DO THIS: Extend the tutorial on summarizing categorical variables in R, picking up right after its final line.

PAGE TEXT:
== == ==
Figure 9.1: Frequency bar graph

Figure 9.2: Relative frequency bar graph

Note that medium light intensity was less common than other light intensities. For the PM10 data, Kern county has more monitoring stations compared to Fresno and Tulare.

The bar graphs provide a clear visual of the distribution of levels of the categorical variables. To numerically summarize a categorical variables, one can use the tally() function to create the basis for a frequency or relative frequency table:

R functions
### tally( ~ x , data,  format, useNA)
# format: set equal to "count" (default), "proportion", or "percent"
# useNA: should the table count missing values?  Set equal to "no" 
#        (never consider missing values), "ifany" (only if the 
#        count is positive) , or "always" (even for zero counts).
Note

The following code helps create a frequency or relative frequency table for the variables Light and county:

Code
# Use the tally() function from the mosaic package to 
# compute a relative frequency table for the "Light" variable in 
# the dssurv dataset.
tally( ~ Light , 
       data=dssurv , 
       format="proportion" ) 
#> Light
#> high  low  med 
#>  0.4  0.4  0.2

# Use the tally() function to compute a frequency table for 
# the "county" variable.
tally( ~ county , 
       data=pmdf ,
       format="count" ) 
#> county
#> Fresno   Kern Tulare 
#>   1046   1727    342

The tally() output provides a clear numerical summary of the data by providing the count/proportion/percentage of observations in each each level for the variable of interest. The output from tally() can then be used to form a relative frequency table. Such tables make it easier to see the frequency counts for a categorical variables than by looking at the actual data.

9.2 Two or more categorical variables

A bar graph can also graphically summarize two categorical variables by providing a bar plot for a given variable at each level of another categorical variable. Such graphs are generally referred as comparative plots or conditional plots. Here, we create three comparative bar graphs using bargraph(). For each, we have to specify a grouping variable:

R functions
### Creates a bar graph at each level of another categorical variable:
### bargraph( ~ x  | gfactor , data,  ylab, xlab, type)
== == ==
RECORD EXCERPTS:
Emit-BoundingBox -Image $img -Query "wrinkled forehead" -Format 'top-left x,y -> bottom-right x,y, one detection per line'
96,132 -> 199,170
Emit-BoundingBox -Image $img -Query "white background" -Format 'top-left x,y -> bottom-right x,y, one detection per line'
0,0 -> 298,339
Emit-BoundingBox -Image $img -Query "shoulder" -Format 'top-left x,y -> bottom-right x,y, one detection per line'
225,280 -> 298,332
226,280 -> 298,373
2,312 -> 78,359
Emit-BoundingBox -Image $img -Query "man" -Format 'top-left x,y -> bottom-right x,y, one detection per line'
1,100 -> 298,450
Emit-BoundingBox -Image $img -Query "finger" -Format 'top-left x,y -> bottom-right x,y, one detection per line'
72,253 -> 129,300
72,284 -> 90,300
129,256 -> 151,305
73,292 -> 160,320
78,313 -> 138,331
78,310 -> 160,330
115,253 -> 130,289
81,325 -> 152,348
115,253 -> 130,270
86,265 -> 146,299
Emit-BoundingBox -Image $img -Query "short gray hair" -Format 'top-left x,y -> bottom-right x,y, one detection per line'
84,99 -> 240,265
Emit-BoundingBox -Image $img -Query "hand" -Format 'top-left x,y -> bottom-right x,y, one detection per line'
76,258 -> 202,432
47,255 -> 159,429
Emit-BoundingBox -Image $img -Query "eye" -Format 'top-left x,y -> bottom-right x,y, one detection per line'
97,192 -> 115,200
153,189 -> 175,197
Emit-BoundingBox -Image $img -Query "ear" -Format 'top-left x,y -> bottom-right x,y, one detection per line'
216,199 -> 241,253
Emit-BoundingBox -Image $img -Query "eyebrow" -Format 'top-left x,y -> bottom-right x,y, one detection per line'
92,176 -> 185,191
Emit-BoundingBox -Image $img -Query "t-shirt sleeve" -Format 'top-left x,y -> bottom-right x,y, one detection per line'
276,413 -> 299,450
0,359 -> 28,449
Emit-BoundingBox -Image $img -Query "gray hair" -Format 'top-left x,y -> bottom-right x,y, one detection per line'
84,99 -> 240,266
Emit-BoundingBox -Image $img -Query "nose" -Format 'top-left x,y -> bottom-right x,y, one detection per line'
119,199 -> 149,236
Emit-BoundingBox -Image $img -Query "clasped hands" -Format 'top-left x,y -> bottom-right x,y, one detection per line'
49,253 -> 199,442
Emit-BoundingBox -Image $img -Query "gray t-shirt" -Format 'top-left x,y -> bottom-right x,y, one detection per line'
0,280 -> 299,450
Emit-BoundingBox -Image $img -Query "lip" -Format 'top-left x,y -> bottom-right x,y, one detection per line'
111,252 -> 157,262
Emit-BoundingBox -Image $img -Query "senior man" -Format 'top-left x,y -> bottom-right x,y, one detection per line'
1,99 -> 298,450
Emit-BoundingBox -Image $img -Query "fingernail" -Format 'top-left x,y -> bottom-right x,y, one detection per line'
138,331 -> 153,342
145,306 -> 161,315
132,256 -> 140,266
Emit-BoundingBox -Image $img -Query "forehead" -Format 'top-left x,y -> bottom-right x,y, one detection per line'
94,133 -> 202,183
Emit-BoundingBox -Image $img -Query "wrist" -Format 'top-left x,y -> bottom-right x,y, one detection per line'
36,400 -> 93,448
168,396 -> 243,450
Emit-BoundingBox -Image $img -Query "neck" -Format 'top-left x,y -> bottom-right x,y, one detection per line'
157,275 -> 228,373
== == ==
REPLY:
# gfactor: Replace with a grouping (categorical) variable.
#         This variable should have two or more levels, and 
#         the resulting graph will show the distribution of "x" 
#         at each level of the grouping variable.
#
###
###
### Creates grouped/clustered bar graph:
### bargraph( ~ x , groups, data,  ylab, xlab, type, auto.key)
# groups: Set equal to the grouping (categorical) variable.  
#         This variable should have two or more levels, and 
#         the resulting graph will show the distribution of "x" 
#         at each level of the grouping variable.
# auto.key: A list of the form list( x, y , corner = c(0, 0)), where
#           x is set equal to the location on the x-axis (from 0 to 1). Similarly for y.
#           corner is set equal to one of c(0,0) (bottom left corner of legend), c(1,0), 
#           c(1,1) and c(0,1).
#
###
###
### Creates a stacked bar graph:
### bargraph( ~ x , groups , data,  ylab, xlab, type, stack)
# stack: Set equal to TRUE for a stacked barchart. Default is FALSE
#
Note

The case study in Chapter 5 contains many variables dealing with characteristics related to school shootings. The following code creates a bar graphs of Media_Attention for each level of AgeGroup:

Code
# Import data 
# Note: na.strings=c("","NA") tells R to treat any blank 
# and NA entries in the csv file as NA values. 
ssd <- read.csv("datasets/ssdsample.csv" , na.strings=c("","NA"))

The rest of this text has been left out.